Exercise aim: Show every line in the records below that contains the word "black", copying each one in full.

[Entries from an annotation dataset]
====

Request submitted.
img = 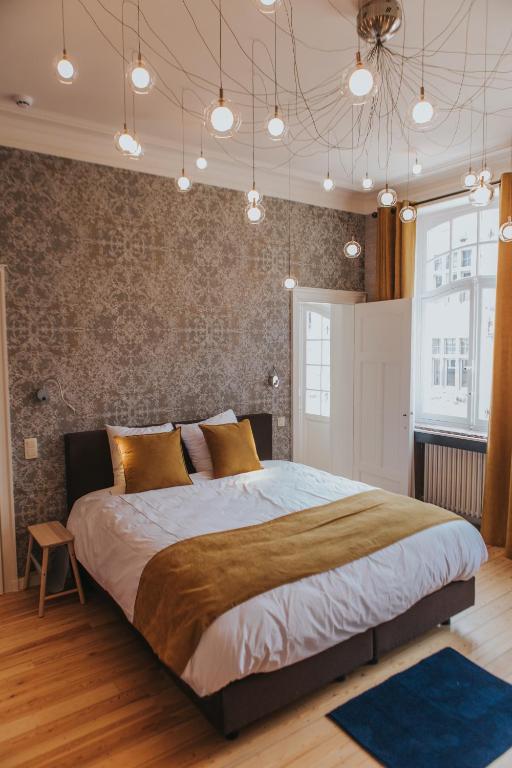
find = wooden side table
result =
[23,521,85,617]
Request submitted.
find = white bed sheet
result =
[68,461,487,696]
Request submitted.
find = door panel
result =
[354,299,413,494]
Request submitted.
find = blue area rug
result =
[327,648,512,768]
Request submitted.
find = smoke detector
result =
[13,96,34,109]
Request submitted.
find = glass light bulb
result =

====

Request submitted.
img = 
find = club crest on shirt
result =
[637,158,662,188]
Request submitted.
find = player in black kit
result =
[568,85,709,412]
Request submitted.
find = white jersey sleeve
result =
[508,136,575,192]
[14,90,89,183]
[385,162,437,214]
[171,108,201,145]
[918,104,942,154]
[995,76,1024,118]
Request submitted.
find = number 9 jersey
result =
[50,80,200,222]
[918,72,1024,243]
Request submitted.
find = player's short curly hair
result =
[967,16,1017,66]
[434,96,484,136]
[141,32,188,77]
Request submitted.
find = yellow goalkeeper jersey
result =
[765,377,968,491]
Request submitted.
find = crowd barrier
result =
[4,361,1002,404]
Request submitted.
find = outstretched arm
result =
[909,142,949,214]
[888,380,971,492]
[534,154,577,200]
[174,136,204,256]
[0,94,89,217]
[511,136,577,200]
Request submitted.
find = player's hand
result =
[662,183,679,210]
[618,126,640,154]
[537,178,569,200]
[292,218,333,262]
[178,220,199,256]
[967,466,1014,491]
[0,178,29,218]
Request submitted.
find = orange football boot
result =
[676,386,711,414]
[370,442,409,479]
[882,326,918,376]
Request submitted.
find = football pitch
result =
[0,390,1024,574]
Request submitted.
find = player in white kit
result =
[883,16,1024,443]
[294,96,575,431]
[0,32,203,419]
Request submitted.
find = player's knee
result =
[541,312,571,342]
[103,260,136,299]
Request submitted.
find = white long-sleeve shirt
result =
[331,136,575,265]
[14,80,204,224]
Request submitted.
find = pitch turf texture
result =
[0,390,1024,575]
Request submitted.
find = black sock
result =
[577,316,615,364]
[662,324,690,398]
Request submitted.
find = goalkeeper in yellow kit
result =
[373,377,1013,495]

====

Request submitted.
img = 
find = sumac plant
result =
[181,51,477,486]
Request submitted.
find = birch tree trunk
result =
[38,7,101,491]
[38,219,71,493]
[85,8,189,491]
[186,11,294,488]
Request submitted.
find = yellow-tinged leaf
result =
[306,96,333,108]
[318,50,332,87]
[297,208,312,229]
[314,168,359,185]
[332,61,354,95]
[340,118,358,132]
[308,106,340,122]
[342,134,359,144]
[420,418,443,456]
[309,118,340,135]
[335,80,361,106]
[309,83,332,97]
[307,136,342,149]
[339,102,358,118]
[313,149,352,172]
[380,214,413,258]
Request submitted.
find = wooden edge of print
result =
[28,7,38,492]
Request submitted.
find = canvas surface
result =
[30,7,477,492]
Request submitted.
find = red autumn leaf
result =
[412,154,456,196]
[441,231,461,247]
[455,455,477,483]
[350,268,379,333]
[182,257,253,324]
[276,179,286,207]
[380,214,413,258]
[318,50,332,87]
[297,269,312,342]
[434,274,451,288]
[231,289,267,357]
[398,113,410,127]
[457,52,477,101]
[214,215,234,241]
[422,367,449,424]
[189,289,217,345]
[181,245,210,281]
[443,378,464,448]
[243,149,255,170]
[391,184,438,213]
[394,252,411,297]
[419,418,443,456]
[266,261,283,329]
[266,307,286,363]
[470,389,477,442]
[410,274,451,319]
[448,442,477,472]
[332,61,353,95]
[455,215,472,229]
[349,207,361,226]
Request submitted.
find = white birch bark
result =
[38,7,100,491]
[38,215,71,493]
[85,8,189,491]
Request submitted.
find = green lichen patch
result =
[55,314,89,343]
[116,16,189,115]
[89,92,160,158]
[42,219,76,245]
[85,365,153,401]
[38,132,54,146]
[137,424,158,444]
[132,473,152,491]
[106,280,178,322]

====

Answer to the problem:
find = player in black kit
find = black sock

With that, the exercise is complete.